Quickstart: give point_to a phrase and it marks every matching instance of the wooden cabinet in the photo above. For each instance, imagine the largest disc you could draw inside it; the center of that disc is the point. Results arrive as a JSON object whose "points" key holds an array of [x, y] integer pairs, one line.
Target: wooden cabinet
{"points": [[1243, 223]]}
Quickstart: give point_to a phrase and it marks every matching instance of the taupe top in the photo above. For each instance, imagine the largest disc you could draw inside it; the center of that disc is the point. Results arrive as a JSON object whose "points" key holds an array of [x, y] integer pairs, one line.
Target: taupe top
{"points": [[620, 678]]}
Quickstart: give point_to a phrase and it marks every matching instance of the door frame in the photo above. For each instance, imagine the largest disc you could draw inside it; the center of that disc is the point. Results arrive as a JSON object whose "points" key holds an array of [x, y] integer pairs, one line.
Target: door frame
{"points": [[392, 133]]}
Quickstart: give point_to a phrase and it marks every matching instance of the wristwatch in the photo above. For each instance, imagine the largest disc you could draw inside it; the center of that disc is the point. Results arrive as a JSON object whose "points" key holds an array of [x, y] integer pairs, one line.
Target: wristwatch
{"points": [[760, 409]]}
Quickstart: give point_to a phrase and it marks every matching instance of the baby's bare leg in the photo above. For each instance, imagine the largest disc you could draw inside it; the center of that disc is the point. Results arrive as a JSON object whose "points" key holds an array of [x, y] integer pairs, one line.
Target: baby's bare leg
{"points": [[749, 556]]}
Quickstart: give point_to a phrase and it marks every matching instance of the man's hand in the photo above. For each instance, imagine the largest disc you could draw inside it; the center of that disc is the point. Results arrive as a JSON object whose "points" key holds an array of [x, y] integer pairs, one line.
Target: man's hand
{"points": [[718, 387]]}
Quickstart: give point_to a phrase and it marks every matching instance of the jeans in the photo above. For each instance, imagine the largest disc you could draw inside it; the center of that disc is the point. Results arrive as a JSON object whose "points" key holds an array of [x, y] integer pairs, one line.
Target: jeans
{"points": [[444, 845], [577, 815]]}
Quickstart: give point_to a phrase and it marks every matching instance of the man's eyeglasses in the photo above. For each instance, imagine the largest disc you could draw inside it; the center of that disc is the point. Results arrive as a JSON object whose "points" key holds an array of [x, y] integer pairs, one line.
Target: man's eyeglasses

WHAT YOU WILL DO: Everything from the line that contains "of the jeans" to the last line of the records, restated word for word, is the required output.

OUTPUT BELOW:
Quickstart: give point_to a phrase and it marks every matching instance of the jeans in the photo above. For each instance, imagine the largest disc you could draw inside it; the center of that disc is the point. Results arrive as a JSON object whose "points" key holds an array of [x, y] integer pairs, one line.
Target: jeans
{"points": [[444, 845], [577, 815]]}
Quickstart: give point_to a phrase and it marks every matching instance of the man's eyeglasses in the photo above. For each instance, imagine the largest disc you could draw inside it; the center of that disc is the point. Results arrive as a JSON object whose "points" key holds an array of [x, y] integer pairs, one line.
Target: man's eyeglasses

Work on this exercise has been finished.